-- begin --
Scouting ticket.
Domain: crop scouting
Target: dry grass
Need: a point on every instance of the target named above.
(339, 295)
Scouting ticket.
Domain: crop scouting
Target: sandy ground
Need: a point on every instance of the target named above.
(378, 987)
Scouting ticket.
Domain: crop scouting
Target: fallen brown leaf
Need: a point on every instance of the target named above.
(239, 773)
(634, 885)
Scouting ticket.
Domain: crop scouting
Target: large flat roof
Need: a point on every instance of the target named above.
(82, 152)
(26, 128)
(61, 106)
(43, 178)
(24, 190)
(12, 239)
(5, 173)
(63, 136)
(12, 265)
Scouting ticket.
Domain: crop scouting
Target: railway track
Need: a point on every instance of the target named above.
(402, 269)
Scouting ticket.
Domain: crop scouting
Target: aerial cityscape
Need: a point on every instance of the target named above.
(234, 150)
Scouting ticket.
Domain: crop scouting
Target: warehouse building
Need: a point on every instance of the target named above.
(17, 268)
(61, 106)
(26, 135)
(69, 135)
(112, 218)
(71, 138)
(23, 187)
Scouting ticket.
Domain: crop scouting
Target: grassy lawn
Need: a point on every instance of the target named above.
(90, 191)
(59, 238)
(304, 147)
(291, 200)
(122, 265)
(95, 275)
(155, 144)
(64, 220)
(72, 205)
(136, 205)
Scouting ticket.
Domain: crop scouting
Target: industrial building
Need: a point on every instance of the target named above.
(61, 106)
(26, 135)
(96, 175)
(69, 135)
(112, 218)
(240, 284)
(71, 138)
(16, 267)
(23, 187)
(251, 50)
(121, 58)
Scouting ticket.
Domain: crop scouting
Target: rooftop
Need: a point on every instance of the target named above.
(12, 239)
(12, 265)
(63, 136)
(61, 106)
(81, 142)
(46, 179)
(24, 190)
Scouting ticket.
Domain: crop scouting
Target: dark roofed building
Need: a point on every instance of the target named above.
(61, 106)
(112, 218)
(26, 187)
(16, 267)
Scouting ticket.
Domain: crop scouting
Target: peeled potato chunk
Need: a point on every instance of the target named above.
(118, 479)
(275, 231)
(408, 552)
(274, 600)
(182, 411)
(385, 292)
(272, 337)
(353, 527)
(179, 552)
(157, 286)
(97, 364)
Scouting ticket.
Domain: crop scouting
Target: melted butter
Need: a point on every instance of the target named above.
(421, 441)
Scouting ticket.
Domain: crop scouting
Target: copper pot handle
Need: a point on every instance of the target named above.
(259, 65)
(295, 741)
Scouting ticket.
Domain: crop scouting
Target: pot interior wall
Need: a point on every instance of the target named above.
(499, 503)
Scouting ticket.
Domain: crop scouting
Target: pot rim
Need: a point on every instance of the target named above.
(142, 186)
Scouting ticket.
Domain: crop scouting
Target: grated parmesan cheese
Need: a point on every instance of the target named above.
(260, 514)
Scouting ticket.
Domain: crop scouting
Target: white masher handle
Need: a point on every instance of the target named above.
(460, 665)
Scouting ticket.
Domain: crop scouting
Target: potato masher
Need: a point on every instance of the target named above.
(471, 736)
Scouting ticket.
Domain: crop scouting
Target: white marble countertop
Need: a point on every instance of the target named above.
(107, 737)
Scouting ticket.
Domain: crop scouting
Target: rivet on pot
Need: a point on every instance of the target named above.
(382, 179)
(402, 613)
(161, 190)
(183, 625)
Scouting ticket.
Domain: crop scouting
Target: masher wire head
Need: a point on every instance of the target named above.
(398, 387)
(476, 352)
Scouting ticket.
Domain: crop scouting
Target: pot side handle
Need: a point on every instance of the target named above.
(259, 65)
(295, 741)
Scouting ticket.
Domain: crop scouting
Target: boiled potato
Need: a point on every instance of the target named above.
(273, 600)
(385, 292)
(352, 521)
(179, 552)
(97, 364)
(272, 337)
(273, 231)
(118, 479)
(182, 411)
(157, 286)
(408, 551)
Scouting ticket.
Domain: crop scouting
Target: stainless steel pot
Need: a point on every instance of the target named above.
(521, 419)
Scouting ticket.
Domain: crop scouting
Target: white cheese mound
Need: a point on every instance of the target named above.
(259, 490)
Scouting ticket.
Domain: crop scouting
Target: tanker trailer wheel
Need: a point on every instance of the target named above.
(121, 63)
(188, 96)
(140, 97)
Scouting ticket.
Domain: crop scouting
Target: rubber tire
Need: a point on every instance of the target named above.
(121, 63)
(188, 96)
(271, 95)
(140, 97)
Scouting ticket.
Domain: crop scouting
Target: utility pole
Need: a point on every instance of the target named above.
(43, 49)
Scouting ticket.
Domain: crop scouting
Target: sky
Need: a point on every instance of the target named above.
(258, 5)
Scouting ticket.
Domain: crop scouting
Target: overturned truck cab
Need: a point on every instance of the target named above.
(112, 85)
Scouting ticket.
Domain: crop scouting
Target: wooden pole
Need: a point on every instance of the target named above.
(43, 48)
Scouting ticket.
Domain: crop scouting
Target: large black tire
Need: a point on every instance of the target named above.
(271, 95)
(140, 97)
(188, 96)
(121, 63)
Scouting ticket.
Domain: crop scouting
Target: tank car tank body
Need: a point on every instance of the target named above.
-- end --
(EXERCISE DETAILS) Retype every entry word for word.

(EXPECTED ANSWER)
Scouting ticket.
Domain: crop scouting
Target: dry grass
Need: a point on every instance of the target named above.
(339, 295)
Scouting ticket.
Domain: crop scouting
Target: sandy ground
Need: a point on every instance of the target named above.
(378, 987)
Scouting ticket.
Domain: crop scouting
Target: fallen brown leaf
Need: a point on every instance of the target named above.
(239, 773)
(634, 885)
Scouting ticket.
Domain: crop scouting
Target: large flat roof
Need: a point on every instance of the target named above.
(82, 152)
(26, 128)
(61, 106)
(43, 178)
(24, 190)
(12, 239)
(5, 173)
(63, 136)
(12, 265)
Scouting ticket.
Domain: crop scouting
Target: railway track
Need: a point on every instance of the target named above.
(402, 269)
Scouting ticket.
Domain: crop scouting
Target: aerial cityscape
Need: a point on every instance of the target named above.
(234, 150)
Scouting ticket.
Domain: crop scouting
Target: warehouse building
Need: a point on every instance of the target named above.
(17, 268)
(61, 106)
(26, 135)
(69, 135)
(112, 218)
(71, 138)
(23, 187)
Scouting ticket.
Domain: crop scouting
Target: grassy lawn
Need: a point on every instance of the target named above.
(90, 191)
(59, 238)
(304, 147)
(291, 200)
(122, 265)
(95, 275)
(155, 144)
(64, 220)
(72, 205)
(136, 205)
Scouting ticket.
Domain: crop scouting
Target: industrial building
Need: a point on every instance of the target named above.
(61, 106)
(26, 135)
(96, 175)
(69, 135)
(112, 218)
(240, 284)
(71, 138)
(16, 267)
(23, 187)
(251, 50)
(121, 58)
Scouting ticket.
Domain: crop scouting
Target: rooftop
Need: a point on every instance of the target named above.
(12, 239)
(12, 265)
(63, 136)
(61, 106)
(81, 142)
(46, 179)
(24, 190)
Scouting ticket.
Domain: crop scouting
Target: dark roofed building
Need: a point on every instance of the target named above.
(61, 106)
(112, 218)
(26, 187)
(16, 267)
Scouting ticket.
Domain: crop scouting
Target: peeled potato chunk
Need: a point on every instance of the target named above.
(118, 479)
(275, 231)
(408, 552)
(274, 600)
(182, 411)
(385, 292)
(272, 337)
(353, 527)
(179, 552)
(157, 286)
(97, 364)
Scouting ticket.
Domain: crop scouting
Target: melted butter
Need: a point on every instance of the target named above.
(421, 441)
Scouting ticket.
Domain: crop scouting
Target: copper pot handle
Need: a point on every instance of the target named above.
(259, 65)
(295, 741)
Scouting ticket.
Domain: crop scouting
Target: pot interior wall
Need: a point on every instance of the target named above.
(499, 503)
Scouting ticket.
Domain: crop scouting
Target: pot rim
Need: a point on every instance of the target named above.
(142, 186)
Scouting ticket.
Domain: crop scouting
Target: grated parmesan cheese
Need: a point on every instance of the target named above.
(260, 514)
Scouting ticket.
Domain: crop scouting
Target: white masher handle
Need: a point on every instance of the target named above.
(460, 665)
Scouting ticket.
Domain: crop scouting
Target: potato masher
Need: a point on every instance of the target named above.
(471, 736)
Scouting ticket.
Domain: crop scouting
Target: white marble countertop
Need: a point on every instance of the target named above.
(107, 737)
Scouting ticket.
Domain: crop scouting
Target: rivet on pot
Need: a point on every instance of the target named above.
(382, 179)
(402, 613)
(161, 190)
(183, 625)
Scouting ticket.
Domain: crop scouting
Target: masher wire head
Need: a point on every instance of the target named above.
(398, 387)
(476, 352)
Scouting ticket.
Domain: crop scouting
Target: pot side handle
Need: a point on every instance of the target named above.
(259, 65)
(295, 741)
Scouting ticket.
Domain: crop scouting
Target: boiled potato
Need: a point on every instance of the target named above.
(273, 600)
(385, 292)
(352, 521)
(179, 552)
(97, 364)
(272, 337)
(273, 231)
(118, 479)
(182, 411)
(157, 286)
(408, 551)
Scouting ticket.
Domain: crop scouting
Target: stainless steel pot
Need: a point on every instance of the target named above.
(521, 419)
Scouting ticket.
Domain: crop scouting
Target: white cheese mound
Need: a point on every instance of the target named above.
(259, 490)
Scouting ticket.
Domain: crop scouting
Target: tanker trailer wheel
Need: a point on every instance of the target named above.
(121, 63)
(188, 96)
(140, 97)
Scouting ticket.
Domain: crop scouting
Target: rubber tire
Need: a point on every instance of the target named above.
(121, 63)
(188, 96)
(271, 95)
(140, 97)
Scouting ticket.
Domain: crop scouting
Target: utility pole
Need: a point on every instance of the target named above.
(43, 49)
Scouting ticket.
Domain: crop scouting
Target: sky
Need: a point on every instance of the target named above.
(258, 5)
Scouting ticket.
Domain: crop scouting
Target: overturned truck cab
Need: a point on every instance of the target named above.
(112, 85)
Scouting ticket.
Domain: crop scouting
Target: wooden pole
Need: a point on every instance of the target named above.
(43, 48)
Scouting ticket.
Domain: crop scouting
Target: large black tire
Need: a point on every instance of the target named above.
(271, 95)
(140, 97)
(188, 96)
(121, 63)
Scouting ticket.
Domain: crop scouting
Target: tank car tank body
Need: a point on every instance of the target named above.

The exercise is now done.